_PARTS OF THE EXERCISE_
(1) According to the school district text, in what year was Bensalem High School established?
(2) In the school district text, rename "Bensalem High School" to "Bensalem Senior High School" and give the part starting at "Other information" and ending at "back to 1822.".
(3) Decide whether each statement agrees with the school district text, answering yes or no and quoting the words that decide it: (a) The district covers about 21 square miles. (b) The district has three middle schools. (c) Cornwells Elementary School was established in 1998.

─── TEXT PASSAGE ───

District information
- Type: Public

Students and staff
- Enrollment: 6277 (December 2020)
- Faculty: 1270 staff members (full and part-time)
- District mascot: Owls

Other information
- Website: https://www.bensalemsd.org/

= Bensalem Township School District =

School district in Pennsylvania

The Bensalem Township School District covers Bensalem Township in Bucks County, Pennsylvania.

The school district covers approximately 21 sqmi and enrolls 6,277 students as of December 2020.

Within the district are six elementary schools, two middle schools, and one high school. The oldest school in the district is Bensalem High School, which was established in 1923, and Cornwells Elementary School is the newest, established in 1998. Grounds for Cornwells were acquired in six parts, the oldest dating back to 1822.

─── PROVIDED RECORDS ───

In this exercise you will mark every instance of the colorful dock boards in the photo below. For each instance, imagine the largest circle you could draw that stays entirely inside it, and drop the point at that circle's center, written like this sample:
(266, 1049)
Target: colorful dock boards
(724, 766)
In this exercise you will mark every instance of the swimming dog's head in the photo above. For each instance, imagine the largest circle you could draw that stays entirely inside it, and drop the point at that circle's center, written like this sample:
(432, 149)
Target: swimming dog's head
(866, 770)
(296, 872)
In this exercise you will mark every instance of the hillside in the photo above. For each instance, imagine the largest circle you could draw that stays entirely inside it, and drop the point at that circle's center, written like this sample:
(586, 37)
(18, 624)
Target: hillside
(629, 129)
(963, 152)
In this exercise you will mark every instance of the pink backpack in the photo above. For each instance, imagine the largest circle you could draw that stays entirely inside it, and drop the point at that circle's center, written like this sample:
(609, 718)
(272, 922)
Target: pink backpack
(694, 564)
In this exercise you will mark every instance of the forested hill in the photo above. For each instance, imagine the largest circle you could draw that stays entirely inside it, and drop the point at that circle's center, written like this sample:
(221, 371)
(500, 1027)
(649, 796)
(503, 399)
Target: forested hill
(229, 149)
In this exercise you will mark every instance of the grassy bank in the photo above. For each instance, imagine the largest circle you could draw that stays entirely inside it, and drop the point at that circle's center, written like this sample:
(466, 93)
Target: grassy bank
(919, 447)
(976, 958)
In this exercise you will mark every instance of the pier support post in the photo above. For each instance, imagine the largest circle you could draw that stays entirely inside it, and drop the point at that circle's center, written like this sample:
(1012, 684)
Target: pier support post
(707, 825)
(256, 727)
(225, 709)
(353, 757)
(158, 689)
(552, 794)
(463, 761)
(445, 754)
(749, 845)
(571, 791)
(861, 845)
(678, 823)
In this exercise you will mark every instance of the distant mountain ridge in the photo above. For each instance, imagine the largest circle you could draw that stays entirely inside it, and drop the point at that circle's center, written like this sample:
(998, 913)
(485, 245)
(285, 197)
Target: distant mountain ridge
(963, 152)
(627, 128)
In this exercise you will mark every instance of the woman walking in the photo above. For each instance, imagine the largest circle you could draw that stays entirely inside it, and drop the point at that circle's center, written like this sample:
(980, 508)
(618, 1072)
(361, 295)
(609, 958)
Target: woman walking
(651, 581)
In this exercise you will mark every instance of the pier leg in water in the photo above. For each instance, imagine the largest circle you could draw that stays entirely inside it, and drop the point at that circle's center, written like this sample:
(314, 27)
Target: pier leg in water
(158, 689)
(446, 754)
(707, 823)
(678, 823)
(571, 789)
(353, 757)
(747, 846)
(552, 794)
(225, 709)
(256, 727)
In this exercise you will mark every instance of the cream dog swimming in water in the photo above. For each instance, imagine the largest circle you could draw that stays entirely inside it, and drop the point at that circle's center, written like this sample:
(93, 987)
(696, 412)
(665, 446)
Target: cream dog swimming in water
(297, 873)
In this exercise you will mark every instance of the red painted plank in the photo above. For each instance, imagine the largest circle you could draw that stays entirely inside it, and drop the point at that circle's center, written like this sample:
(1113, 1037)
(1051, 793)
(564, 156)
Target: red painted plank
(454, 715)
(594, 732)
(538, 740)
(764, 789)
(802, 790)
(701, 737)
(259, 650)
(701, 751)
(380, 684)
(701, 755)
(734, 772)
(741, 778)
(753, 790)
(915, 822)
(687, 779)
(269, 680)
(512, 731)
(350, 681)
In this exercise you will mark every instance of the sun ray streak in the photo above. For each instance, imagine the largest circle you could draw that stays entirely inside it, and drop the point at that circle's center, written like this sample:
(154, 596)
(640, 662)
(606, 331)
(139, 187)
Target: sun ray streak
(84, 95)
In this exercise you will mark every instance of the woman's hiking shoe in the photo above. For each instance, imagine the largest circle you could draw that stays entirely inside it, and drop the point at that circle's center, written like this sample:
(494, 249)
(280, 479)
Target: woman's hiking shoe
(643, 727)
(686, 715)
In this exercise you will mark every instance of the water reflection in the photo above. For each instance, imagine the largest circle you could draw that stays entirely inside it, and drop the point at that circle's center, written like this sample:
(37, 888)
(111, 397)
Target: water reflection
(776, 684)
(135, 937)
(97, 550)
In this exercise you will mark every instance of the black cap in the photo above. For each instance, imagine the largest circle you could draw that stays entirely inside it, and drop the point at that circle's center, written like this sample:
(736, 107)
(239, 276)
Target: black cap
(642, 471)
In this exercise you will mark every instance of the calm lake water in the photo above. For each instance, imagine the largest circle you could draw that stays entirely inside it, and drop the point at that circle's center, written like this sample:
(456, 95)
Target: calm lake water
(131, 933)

───

_EXPECTED RESULTS_
(1) 1923

(2)
Other information
- Website: https://www.bensalemsd.org/

= Bensalem Township School District =

School district in Pennsylvania

The Bensalem Township School District covers Bensalem Township in Bucks County, Pennsylvania.

The school district covers approximately 21 sqmi and enrolls 6,277 students as of December 2020.

Within the district are six elementary schools, two middle schools, and one high school. The oldest school in the district is Bensalem Senior High School, which was established in 1923, and Cornwells Elementary School is the newest, established in 1998. Grounds for Cornwells were acquired in six parts, the oldest dating back to 1822.

(3)
(a) Yes: "The school district covers approximately 21 sqmi"
(b) No: "two middle schools"
(c) Yes: "Cornwells Elementary School is the newest, established in 1998"